Could you give back the listing below exactly, every line included?

━━━━━ Supplied material

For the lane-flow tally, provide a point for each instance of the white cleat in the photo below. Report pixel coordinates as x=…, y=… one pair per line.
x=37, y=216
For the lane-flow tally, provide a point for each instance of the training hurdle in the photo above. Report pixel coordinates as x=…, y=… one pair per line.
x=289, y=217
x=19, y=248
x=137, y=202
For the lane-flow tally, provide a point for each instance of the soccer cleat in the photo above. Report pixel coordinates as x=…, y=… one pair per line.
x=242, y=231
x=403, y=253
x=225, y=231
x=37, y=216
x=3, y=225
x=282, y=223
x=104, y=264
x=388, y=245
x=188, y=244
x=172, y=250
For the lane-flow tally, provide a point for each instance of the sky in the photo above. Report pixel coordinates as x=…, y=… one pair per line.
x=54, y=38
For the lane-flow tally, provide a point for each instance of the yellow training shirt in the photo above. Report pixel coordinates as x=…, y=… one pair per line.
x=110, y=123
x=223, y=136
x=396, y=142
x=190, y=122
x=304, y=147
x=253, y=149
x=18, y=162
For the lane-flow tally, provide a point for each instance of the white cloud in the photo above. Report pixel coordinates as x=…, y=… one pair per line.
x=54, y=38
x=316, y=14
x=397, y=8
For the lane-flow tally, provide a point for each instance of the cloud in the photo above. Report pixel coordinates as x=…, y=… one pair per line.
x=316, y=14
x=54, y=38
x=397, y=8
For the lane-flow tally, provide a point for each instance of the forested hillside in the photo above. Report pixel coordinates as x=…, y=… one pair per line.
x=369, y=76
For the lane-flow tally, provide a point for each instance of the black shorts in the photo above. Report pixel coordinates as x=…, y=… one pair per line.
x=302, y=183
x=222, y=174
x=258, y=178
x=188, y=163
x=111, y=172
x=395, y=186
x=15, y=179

━━━━━━━━━━

Answer to the problem
For the lane-flow tally, provide a point for each instance of the white cleat in the photo below. Report pixel coordinates as x=…, y=… one pair per line.
x=37, y=216
For the lane-flow tally, provide a point for each instance of the training hurdle in the photo above. Report pixel coordinates as x=…, y=… one pair per line.
x=289, y=217
x=19, y=248
x=137, y=202
For the lane-flow tally, provide a point for each instance of the soccer cleat in the photo above. Report pixel coordinates as x=…, y=… one pair per line.
x=242, y=231
x=403, y=253
x=225, y=231
x=37, y=216
x=3, y=225
x=282, y=223
x=104, y=264
x=388, y=245
x=188, y=244
x=172, y=250
For the lane-flow tally, provide a point for each instance of the sky in the photo above. Report pixel coordinates as x=…, y=… one pair per line.
x=54, y=38
For the lane-flow tally, provide a point for each instance of the yellow training shirt in the photo above. Report pixel coordinates as x=…, y=… one pair per line.
x=110, y=123
x=223, y=136
x=396, y=142
x=190, y=122
x=304, y=147
x=253, y=149
x=18, y=162
For the lane-flow tally, provide a point for each instance of the white cloud in the photo above. Report pixel coordinates as x=…, y=… one pair per line.
x=54, y=38
x=316, y=14
x=397, y=8
For the lane-flow tally, provide a point for each instance of the cloud in the photo above. Report pixel coordinates as x=…, y=… one pair per line.
x=316, y=14
x=54, y=38
x=397, y=8
For the lane-flow tally, provide a point for each instance of the forested hillside in the photo above. Report pixel coordinates as x=…, y=… one pair per line.
x=369, y=76
For the lane-flow tally, provide a point for each instance of the black shorts in the photo above. Report pixel coordinates as x=…, y=… one pair per line.
x=302, y=183
x=222, y=174
x=258, y=178
x=188, y=163
x=111, y=172
x=395, y=186
x=15, y=179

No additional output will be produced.